*** Excerto selecionado

Reportagem


The Cure

Certezas da vida: morte, impostos e que a obra dos The Cure envelhece magnificamente.

NOS Alive

11/07/2019


Robert Smith e companhia andam nisto, mais formação menos formação, desde 1976. Por cá já passaram cerca de nove vezes entre 1989 e 2019, com vários picos de forma. Com tudo isto, uma certeza: os The Cure foram o nome maior desta edição do NOS Alive e reis do primeiro dia, em óbvio cabeçalato de cartaz, dado serem referência da música popular e de uma data de subculturas e movimentos, do post-punk ao rock dito gótico e ao alternativo e à new wave e a morcegos e etc. e etc..

Sempre na sua onda de Beetlejuice, Eduardo Mãos de Tesoura e poeta romântico (sim, pela liberdade de expressão de emoções, já chega disso dos góticos) britânico, Smith trouxe a sua lendária máquina de negrume por vezes colorido (passe a contradição) a Algés pela segunda vez – a primeira foi em 2012. Veio acompanhado de Simon Gallup, compincha artístico já de larga data e baixista cool até dizer chega, de Roger O’Donnell, histórico teclista, de Jason Cooper (já o baterista com maior tempo de serviço no conjunto) e Reeves Gabrels, ex-guitarrista de Bowie, que substituiu Porl Thompson e cujo nome só é equiparável aos de Frederick Schmulders ou Elvis Grbac.

******
*** Dados apresentados

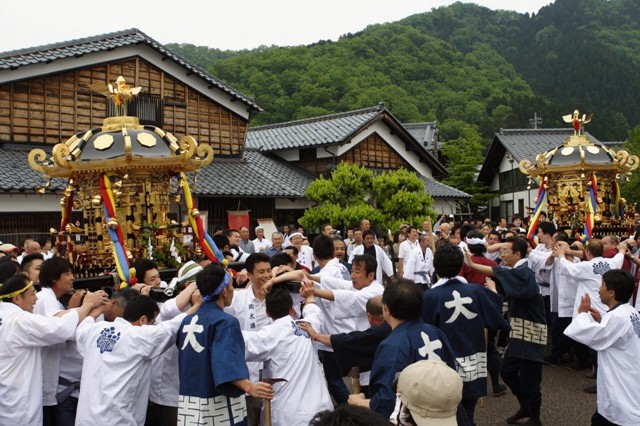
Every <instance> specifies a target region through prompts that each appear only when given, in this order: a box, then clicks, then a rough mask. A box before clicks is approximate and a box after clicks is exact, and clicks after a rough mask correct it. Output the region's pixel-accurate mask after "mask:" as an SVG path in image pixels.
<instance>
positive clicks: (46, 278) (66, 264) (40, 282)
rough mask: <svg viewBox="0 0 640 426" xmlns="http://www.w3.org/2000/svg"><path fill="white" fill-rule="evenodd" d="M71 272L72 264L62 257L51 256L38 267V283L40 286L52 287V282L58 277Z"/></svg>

******

Aplicar a leitura —
[1] Em que ano tocaram os The Cure em Algés pela primeira vez, segundo a reportagem sobre a banda?
[2] Indique todos os músicos que, segundo a reportagem sobre os The Cure, vieram com Robert Smith a Algés.
[3] Continue a reportagem sobre o concerto dos The Cure no NOS Alive a partir da última frase apresentada.

Respostas por ordem —
[1] Em 2012.

[2] Simon Gallup, Roger O'Donnell, Jason Cooper e Reeves Gabrels.

[3]
Para quem marcou presença nos três anteriores concertos da banda de Crawley em Portugal, havia que considerar que seriam três (ou quase) horas de actuação, com duas plenas daquilo que a malta quer mesmo ouvir e uma de chouriço, isto é, de material pós-Wild Mood Swings que pouca ou nenhuma relevância tem, salvo para verdadeiros fanáticos do grupo, daqueles para quem Smith é São Robert. Em vez disso, foram duas horas a rasgar pano preto, iniciadas com uma enorme Shake Dog Shake.

Inserir piadas e mêmes com o Fat Bob a comer a flauta em Burn, canção da banda sonora de The Crow (até os Corvos de São Vicente se riram). À entrada do concerto saltava ao ouvido uma evidência: a qualidade do som, para lá de admirável, contrastando com a experiência de 2012 naquele mesmo palco.

Estamos em 2019, ano em que se assinala a provecta idade de trinta anos de Disintegration, o apogeu criativo dos The Cure e não só um dos melhores discos dos anos oitenta, mas também de sempre. Teria sido preferível uma interpretação na íntegra do álbum, mas Fascination Street logo à segunda encheu as medidas – voz intacta de Smith, aqueles emaranhados de guitarra e a bateria (Jason Cooper poderia ir dali directo para um episódio de Stranger Things, tamanho era o penteado).

The Cure

Mesmo com uma voz como a de Smith, por vezes há que deixar aquela sonoridade inconfundível falar por si e relegar a voz para segundo plano e foi mesmo assim com Push (de The Head on the Door, 1985). Pelo dia 26 de Agosto de 1985 se continuou, com In Between Days, aquele momento em que Smith mostra que também na acústica soube sacar malhas e o público uns “ro-ro-ro-ro” com a melodia.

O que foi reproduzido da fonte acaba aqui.